_Dataset records_
══════════════════════════════
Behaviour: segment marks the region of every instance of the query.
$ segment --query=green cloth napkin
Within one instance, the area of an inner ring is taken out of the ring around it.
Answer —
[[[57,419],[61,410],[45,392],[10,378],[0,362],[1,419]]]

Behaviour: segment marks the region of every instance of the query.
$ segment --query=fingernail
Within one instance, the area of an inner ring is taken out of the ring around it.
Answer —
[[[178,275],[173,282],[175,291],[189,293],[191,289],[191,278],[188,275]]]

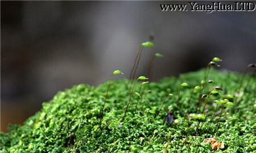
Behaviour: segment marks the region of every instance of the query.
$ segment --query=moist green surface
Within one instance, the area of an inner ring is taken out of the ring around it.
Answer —
[[[201,70],[145,84],[141,92],[142,97],[146,91],[150,90],[151,92],[146,96],[144,106],[142,99],[139,99],[138,109],[135,112],[137,97],[134,95],[122,125],[120,120],[129,98],[129,82],[113,82],[101,131],[100,117],[107,82],[97,87],[80,84],[59,92],[51,101],[43,103],[42,110],[23,125],[11,125],[8,133],[1,134],[0,152],[163,152],[168,140],[168,152],[255,152],[256,79],[246,76],[246,89],[242,97],[235,99],[235,106],[224,109],[216,137],[218,142],[224,143],[225,148],[213,151],[210,144],[203,143],[205,138],[215,135],[220,109],[216,110],[213,101],[223,99],[228,94],[238,93],[241,75],[211,71],[209,79],[214,83],[208,86],[206,92],[217,86],[224,91],[218,96],[210,96],[205,109],[207,119],[197,135],[197,121],[188,115],[198,113],[199,93],[194,92],[189,102],[192,88],[182,89],[177,105],[177,95],[183,82],[193,87],[199,85],[204,73]],[[136,91],[140,84],[136,84]],[[159,110],[169,93],[173,94],[174,97]],[[174,112],[176,120],[170,126],[166,124],[167,110]],[[210,121],[214,112],[216,116]]]

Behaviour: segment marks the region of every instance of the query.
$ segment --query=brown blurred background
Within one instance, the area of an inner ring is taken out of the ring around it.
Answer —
══════════════════════════════
_Task statement_
Put every line of the material above into a JSON list of strings, one string per line, skipping blank lines. Leave the pictures out of the answer.

_Reply_
[
  "Behaviour: segment marks the region of every instance of the query.",
  "$ segment --query=green cloth napkin",
  "Within one instance, the area of an inner ring is taken out of the ring around it.",
  "Answer —",
  "[[[57,419],[61,410],[45,392],[10,378],[0,362],[1,419]]]",
  "Behaviour: segment marks the region of every instance of the query.",
  "$ segment --query=fingernail",
  "Within one instance, the area of an inner ring is taken out of the ring around it.",
  "Answer —",
  "[[[178,275],[173,282],[175,291],[189,293],[191,289],[191,278],[188,275]]]",
  "Behaviour: segment marks the region of every instance of the query.",
  "$ segment --query=moist green surface",
  "Within one instance, the area of an inner ring is taken out of the ring around it.",
  "Answer —",
  "[[[201,70],[145,84],[141,92],[142,97],[146,91],[150,90],[151,92],[146,96],[144,106],[142,99],[139,99],[138,109],[135,112],[137,97],[134,95],[122,125],[120,120],[129,98],[129,82],[113,82],[101,131],[100,117],[107,82],[97,87],[80,84],[59,92],[51,101],[43,103],[42,110],[23,125],[11,125],[8,133],[1,134],[0,152],[163,152],[168,140],[168,152],[255,152],[256,79],[246,76],[246,89],[242,97],[235,99],[235,106],[224,109],[216,137],[218,142],[224,143],[225,148],[213,151],[210,144],[203,143],[205,138],[215,135],[220,109],[216,110],[213,101],[223,99],[228,94],[238,93],[241,75],[211,71],[209,79],[214,83],[208,86],[206,92],[217,86],[224,91],[218,96],[210,96],[205,109],[207,119],[197,135],[197,121],[188,115],[198,113],[199,93],[194,92],[189,102],[192,88],[182,89],[177,105],[177,95],[183,82],[193,87],[199,85],[204,73]],[[136,91],[140,84],[136,84]],[[159,110],[169,93],[173,94],[174,97]],[[174,112],[176,120],[170,126],[166,124],[167,110]],[[210,121],[214,112],[216,116]]]",
  "Behaviour: segment marks the region of every instance of the query.",
  "$ segment --query=brown blurred background",
  "Within one instance, the area of an inner ring is taken out of the ring around it.",
  "Answer —"
]